→ **Stated goal**: Copy out the review of The Case for Christ below word for word, from its title to its final sentence.
══ Text to read ══
The Case for Christ
The Case for Christ I found the information revealed to be quite informative and for me, largely new as I’ve never researched these areas directly. There is plenty of evidence presented on each topic and Strobel uses each interview to explore a number of angles from the skeptics perspective to ensure he looks for answers to the most common questions that relate to every interview topic. The experts range greatly but are primarily scholars and authors of various books with published content on each relevant topic. They have years of research and study on each area and are well suited to answer Strobel’s questions. Because the format of the book is written as a narrative description of these interviews with each expert. I found this part a bit of a stumble as it doesn’t carry much between each topic. There is some reference between the chapters and evidence presented that builds on previous findings but they are large separate individual chapters. This made the book a bit harder for me to really get since aside from the particle topic in each chapter there wasn’t any kind of story and building component to the book. This still worked very well and definitely makes a focus on purpose to address each of the questions, it just took more to keep me interested. I think some of that was due to the historical nature, as I have little to no interest in history and find it quite boring to read about so I got more than my share in one or two chapters. There isn’t too much of this historical componetn though so it didn’t hold me back from continuing through the book and exploring each of the questions with great interest.
═══
══ Record extracts ══
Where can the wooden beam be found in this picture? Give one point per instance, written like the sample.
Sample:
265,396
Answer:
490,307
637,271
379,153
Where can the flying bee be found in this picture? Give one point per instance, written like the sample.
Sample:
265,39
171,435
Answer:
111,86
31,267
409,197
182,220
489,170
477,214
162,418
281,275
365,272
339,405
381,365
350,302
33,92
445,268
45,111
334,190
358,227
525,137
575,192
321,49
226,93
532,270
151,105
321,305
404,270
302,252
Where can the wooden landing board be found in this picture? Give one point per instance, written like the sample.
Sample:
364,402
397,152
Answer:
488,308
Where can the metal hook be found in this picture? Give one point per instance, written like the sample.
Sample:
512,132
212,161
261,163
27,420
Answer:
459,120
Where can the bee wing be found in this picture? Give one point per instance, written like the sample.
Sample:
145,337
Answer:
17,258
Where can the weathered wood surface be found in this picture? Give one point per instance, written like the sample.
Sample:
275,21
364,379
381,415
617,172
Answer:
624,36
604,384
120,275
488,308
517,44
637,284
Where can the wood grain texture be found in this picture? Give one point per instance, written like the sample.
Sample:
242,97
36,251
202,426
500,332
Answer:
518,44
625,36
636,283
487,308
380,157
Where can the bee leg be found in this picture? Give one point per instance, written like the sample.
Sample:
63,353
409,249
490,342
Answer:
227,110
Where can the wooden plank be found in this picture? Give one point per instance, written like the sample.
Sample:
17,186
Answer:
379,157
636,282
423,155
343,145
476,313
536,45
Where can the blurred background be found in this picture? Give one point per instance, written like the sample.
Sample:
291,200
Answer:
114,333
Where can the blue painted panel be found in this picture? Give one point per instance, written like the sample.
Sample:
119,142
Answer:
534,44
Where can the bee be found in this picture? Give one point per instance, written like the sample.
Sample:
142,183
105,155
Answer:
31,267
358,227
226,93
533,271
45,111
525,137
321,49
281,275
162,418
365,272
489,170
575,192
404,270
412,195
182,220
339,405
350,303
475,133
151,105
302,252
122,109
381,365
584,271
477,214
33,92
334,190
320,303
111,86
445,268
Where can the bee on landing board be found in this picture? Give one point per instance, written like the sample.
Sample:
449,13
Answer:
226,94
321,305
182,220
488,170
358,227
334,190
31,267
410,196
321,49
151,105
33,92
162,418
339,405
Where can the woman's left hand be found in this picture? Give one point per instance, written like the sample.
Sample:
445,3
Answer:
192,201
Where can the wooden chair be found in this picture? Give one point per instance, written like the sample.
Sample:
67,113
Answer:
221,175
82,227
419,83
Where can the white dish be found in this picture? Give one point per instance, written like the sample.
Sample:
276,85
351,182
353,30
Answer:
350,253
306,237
═══
→ **Response for this exercise**:
The Case for Christ
The Case for Christ I found the information revealed to be quite informative and for me, largely new as I’ve never researched these areas directly. There is plenty of evidence presented on each topic and Strobel uses each interview to explore a number of angles from the skeptics perspective to ensure he looks for answers to the most common questions that relate to every interview topic. The experts range greatly but are primarily scholars and authors of various books with published content on each relevant topic. They have years of research and study on each area and are well suited to answer Strobel’s questions. Because the format of the book is written as a narrative description of these interviews with each expert. I found this part a bit of a stumble as it doesn’t carry much between each topic. There is some reference between the chapters and evidence presented that builds on previous findings but they are large separate individual chapters. This made the book a bit harder for me to really get since aside from the particle topic in each chapter there wasn’t any kind of story and building component to the book. This still worked very well and definitely makes a focus on purpose to address each of the questions, it just took more to keep me interested. I think some of that was due to the historical nature, as I have little to no interest in history and find it quite boring to read about so I got more than my share in one or two chapters. There isn’t too much of this historical componetn though so it didn’t hold me back from continuing through the book and exploring each of the questions with great interest.